**Activity**
Print out the data below in full, exactly as written.

--------

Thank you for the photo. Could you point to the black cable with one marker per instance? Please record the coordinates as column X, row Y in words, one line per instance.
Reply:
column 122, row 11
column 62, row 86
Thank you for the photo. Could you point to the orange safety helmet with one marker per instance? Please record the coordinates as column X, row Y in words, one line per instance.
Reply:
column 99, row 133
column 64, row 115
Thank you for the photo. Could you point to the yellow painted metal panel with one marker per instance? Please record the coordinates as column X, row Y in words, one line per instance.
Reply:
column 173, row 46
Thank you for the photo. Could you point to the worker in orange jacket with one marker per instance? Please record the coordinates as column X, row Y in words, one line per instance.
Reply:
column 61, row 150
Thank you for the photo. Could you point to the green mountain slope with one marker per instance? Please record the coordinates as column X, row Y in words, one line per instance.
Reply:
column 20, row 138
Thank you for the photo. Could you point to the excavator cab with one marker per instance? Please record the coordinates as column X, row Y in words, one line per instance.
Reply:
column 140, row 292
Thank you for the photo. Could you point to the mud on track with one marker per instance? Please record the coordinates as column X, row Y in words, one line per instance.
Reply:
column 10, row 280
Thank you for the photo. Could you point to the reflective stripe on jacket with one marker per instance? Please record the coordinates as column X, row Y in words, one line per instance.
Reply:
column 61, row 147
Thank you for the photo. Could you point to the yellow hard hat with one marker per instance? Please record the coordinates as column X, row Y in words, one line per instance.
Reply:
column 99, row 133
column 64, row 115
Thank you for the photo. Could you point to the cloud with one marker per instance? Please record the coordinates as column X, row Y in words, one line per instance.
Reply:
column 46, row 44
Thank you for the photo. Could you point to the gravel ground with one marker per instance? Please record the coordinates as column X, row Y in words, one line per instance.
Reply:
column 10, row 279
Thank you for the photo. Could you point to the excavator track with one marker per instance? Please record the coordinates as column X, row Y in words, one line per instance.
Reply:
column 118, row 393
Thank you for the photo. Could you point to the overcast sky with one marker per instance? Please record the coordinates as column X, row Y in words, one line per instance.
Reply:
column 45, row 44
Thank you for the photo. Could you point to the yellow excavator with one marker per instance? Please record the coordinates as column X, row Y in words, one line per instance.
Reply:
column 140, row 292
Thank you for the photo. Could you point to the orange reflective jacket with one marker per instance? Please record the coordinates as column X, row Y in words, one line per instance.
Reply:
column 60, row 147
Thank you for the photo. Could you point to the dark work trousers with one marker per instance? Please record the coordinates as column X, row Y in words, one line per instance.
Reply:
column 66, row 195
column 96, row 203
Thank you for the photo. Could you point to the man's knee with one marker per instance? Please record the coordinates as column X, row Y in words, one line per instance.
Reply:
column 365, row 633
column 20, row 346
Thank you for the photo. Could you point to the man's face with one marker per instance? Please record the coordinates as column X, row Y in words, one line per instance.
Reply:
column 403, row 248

--------

**Answer space**
Thank you for the photo. Could you point to the black cable with one marker per instance? Please record the coordinates as column X, row Y in words, one line per instance.
Reply:
column 122, row 11
column 62, row 86
Thank you for the photo. Could you point to the orange safety helmet with one marker per instance? Please record the coordinates as column X, row Y in words, one line per instance.
Reply:
column 99, row 133
column 64, row 115
Thank you for the photo. Could you point to the yellow painted metal panel with one marker per instance? Please record the coordinates as column X, row Y in words, one line per instance.
Reply:
column 173, row 46
Thank you for the photo. Could you point to the worker in orange jacket with one marker per instance? Please record the coordinates as column X, row Y in words, one line per instance.
Reply:
column 61, row 150
Thank you for the photo. Could you point to the green mountain slope with one marker per instance? Please record the coordinates as column X, row Y in words, one line per instance.
Reply:
column 20, row 138
Thank you for the photo. Could you point to the excavator cab with one marker per instance? Please record the coordinates as column X, row Y in words, one line per instance.
Reply:
column 140, row 292
Thank you for the photo. Could you point to the mud on track with one marker per instance? Please record the coordinates as column X, row Y in words, one line per instance.
Reply:
column 10, row 280
Thank you for the photo. Could you point to the reflective stripe on jacket with one marker per instance? Please record the coordinates as column X, row Y in words, one line per instance.
Reply:
column 61, row 147
Thank you for the photo. Could you point to the yellow hard hat with one marker per instance? Please record the coordinates as column X, row Y in words, one line per instance.
Reply:
column 99, row 133
column 64, row 115
Thank you for the photo. Could you point to the cloud with one marker per instance? Please record the coordinates as column X, row Y in words, one line per instance.
Reply:
column 46, row 44
Thank you for the photo. Could you point to the gravel ground with one marker per instance? Please record the coordinates as column X, row Y in words, one line per instance.
Reply:
column 10, row 279
Thank you for the photo. Could you point to the excavator track with one marker per instance? Please record the coordinates as column X, row Y in words, one line per instance.
Reply:
column 118, row 393
Thank you for the photo. Could you point to the overcast sky with one marker per instance? Please record the coordinates as column X, row Y in words, one line per instance.
Reply:
column 45, row 44
Thank you for the photo. Could you point to the yellow excavator with one marker per instance? Please record the coordinates as column X, row Y in words, one line per instance.
Reply:
column 140, row 292
Thank you for the photo. Could you point to the orange reflective jacket with one marker per instance? Please record the coordinates as column X, row Y in words, one line per instance.
Reply:
column 60, row 147
Thank you for the photo. Could you point to the dark work trousers with one marker per instance? Please record the coordinates as column X, row Y in words, one line per instance.
Reply:
column 66, row 195
column 96, row 203
Thank you for the photo. Could you point to the man's knee with one marker per instance? Please record the coordinates as column X, row Y in words, one line per instance.
Reply:
column 365, row 633
column 20, row 346
Thank you for the photo. Could you point to the man's face with one marker per instance? Please record the coordinates as column X, row Y in words, one line per instance.
Reply:
column 403, row 248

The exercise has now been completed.